* _REQUIRED ACTIONS_:
- A) List everything the event recap says the Jackal Films shorts featured.
- B) Pick up the event recap about the Vine funeral and the Glasgow short film night after its last sentence and keep writing it.

* _DOCUMENT_:

_ _ _

Auld Lang Vine #RIPVine | In mourning of everyone’s favourite six-second video platform, we hosted a fitting funeral, including drag homage by Puke, live music by Joyce Delaney and 500+ Vines curated by Pilot Light TV Festival. This was an event of firsts, including our first use of the sliding scale ticket price and our first ever spontaneous modern-day lighter waving. Part of the #BFIComedy season.

Director Jaqueline Wright introduces Two Weirds Is Too Weird (Photo by Ingrid Mur)

Two Weirds Is Too Weird @GSFF19 | In March, we joined forces with Glasgow Short Film Festival to curate a night of short films made by Alice Lowe & Jacqueline Wright under the Jackal Films banner, featuring feline erotica, courtly necrophilia and bird women. Jacqueline, who’s now based in the US, very kindly recorded us a special introduction for the event. This was also our first collaboration with fantastic photographer Ingrid Mur, who documented our events for the rest of 2019.

_ _ _

* _STORED DATA_:
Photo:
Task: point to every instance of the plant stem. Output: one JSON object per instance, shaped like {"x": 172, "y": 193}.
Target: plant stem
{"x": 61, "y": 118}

_ _ _

* _EXPECTED OUTPUTS_:
- A) feline erotica, courtly necrophilia, bird women

- B)
Shogun Assassin with Venom Mob Film Club | This was Venom Mob Film Club’s first screening, and the first of our 2019 co-screenings supported by Film Hub Scotland. Johnny and Chuck programmed one of our favourites and served it up with a special menu of vegan ramen. Venom Mob have since done a bunch more screenings themselves, and they’ve all been great.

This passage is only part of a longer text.